EXERCISE PROMPT. Exactly as they appear, output all of the records. Skip any images.

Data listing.
* Begin *

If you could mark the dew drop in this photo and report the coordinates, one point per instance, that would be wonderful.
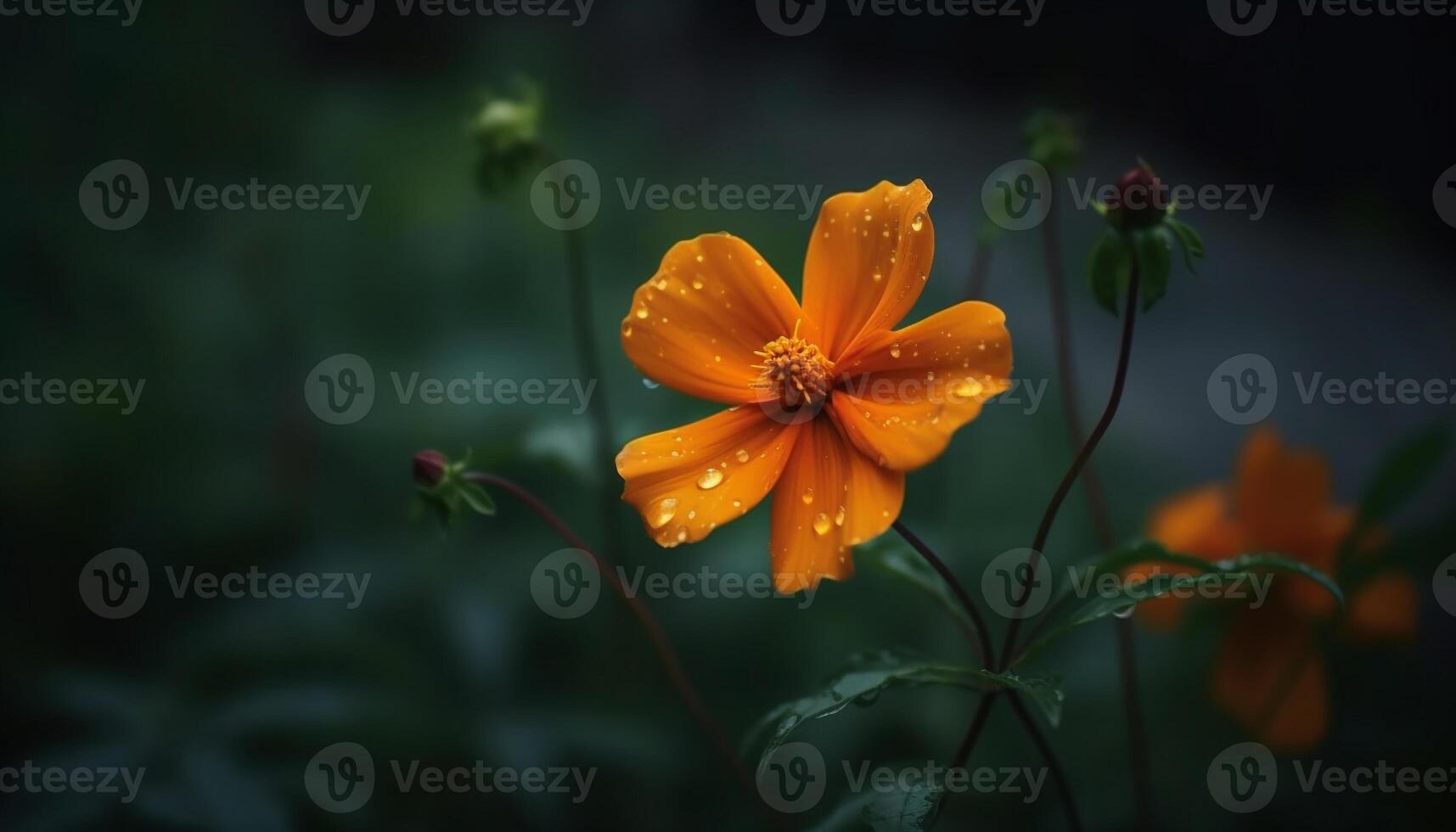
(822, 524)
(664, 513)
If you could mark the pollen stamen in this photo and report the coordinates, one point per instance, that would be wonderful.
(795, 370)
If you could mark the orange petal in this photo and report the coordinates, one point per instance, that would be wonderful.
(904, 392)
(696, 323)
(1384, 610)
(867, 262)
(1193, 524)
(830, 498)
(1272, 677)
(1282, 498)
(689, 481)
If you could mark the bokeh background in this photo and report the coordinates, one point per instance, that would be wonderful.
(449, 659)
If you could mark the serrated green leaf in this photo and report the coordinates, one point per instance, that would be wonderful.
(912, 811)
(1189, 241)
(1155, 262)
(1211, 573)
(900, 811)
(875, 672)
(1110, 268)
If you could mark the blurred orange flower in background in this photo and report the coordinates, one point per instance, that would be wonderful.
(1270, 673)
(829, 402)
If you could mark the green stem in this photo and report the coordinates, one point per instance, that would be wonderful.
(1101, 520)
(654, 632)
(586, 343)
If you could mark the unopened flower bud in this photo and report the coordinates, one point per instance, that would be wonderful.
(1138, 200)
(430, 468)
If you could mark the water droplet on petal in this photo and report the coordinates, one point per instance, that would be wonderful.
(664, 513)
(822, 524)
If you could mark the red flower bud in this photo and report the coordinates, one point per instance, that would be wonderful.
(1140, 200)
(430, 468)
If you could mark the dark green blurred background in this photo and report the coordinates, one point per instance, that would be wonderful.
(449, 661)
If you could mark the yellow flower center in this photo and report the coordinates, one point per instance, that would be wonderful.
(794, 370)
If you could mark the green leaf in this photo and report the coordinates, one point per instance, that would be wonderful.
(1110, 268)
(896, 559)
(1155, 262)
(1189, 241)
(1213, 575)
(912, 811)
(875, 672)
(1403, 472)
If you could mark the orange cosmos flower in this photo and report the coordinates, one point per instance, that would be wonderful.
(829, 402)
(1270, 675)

* End *

EXERCISE OUTPUT.
If you could mark the dew drop in this photo and report the coordinates, one point per instance, that would be wonderful.
(822, 524)
(664, 513)
If you could mark the pollen stamen in this photo and report the coordinates, one point per instance, that would be wonderful.
(795, 370)
If you could mark the orange petal in this photo and report the coordinates, one point per instance, that would be wonderful.
(904, 392)
(696, 323)
(1384, 610)
(867, 262)
(1193, 524)
(830, 498)
(1272, 677)
(1282, 498)
(689, 481)
If you could mark the bokeh background in this photo and report the coordinates, one point per instance, that would be wonderful.
(449, 659)
If you could mark the serrated green leaf in this photo and report the coordinates, one point per instance, that would be wonderful.
(912, 811)
(1189, 241)
(1155, 262)
(1211, 573)
(900, 811)
(875, 672)
(1110, 268)
If you could mark the blurred orange flower in background in this photo and report the coordinates, one point per instance, that would be wonderful.
(1270, 673)
(829, 402)
If you could mark the green stem in this photo and report the coordinates, one point per instance, that would be wonderful.
(1101, 520)
(654, 632)
(586, 343)
If you could mark the unopened flower bud in this photo and report the coordinates, one point per instance, that would be wonderful.
(1138, 200)
(430, 468)
If you could mark the water droplet on petal in this photo and report the coordinates, one point per instance, that would be wonderful.
(664, 513)
(822, 524)
If you could mark the red flower bud in this photo and report the coordinates, one point per instance, that would be wonderful.
(1140, 200)
(430, 468)
If you could mark the dark green blurred background in this photo and report the coordinates, one point per instance, that would be wonderful.
(449, 661)
If you could mark the yellow flower center in this photo and report the coordinates, one point per instance, that would be wonderful.
(794, 370)
If you could mark the green leaf in this photo and report the coordinates, one point per instance, that would be wonderful.
(1110, 268)
(896, 559)
(1155, 262)
(1189, 241)
(1213, 575)
(912, 811)
(875, 672)
(1403, 472)
If you could mark the orange cosmos flower in this photo and report the coordinates, one point per instance, that would be wonderful.
(829, 402)
(1270, 675)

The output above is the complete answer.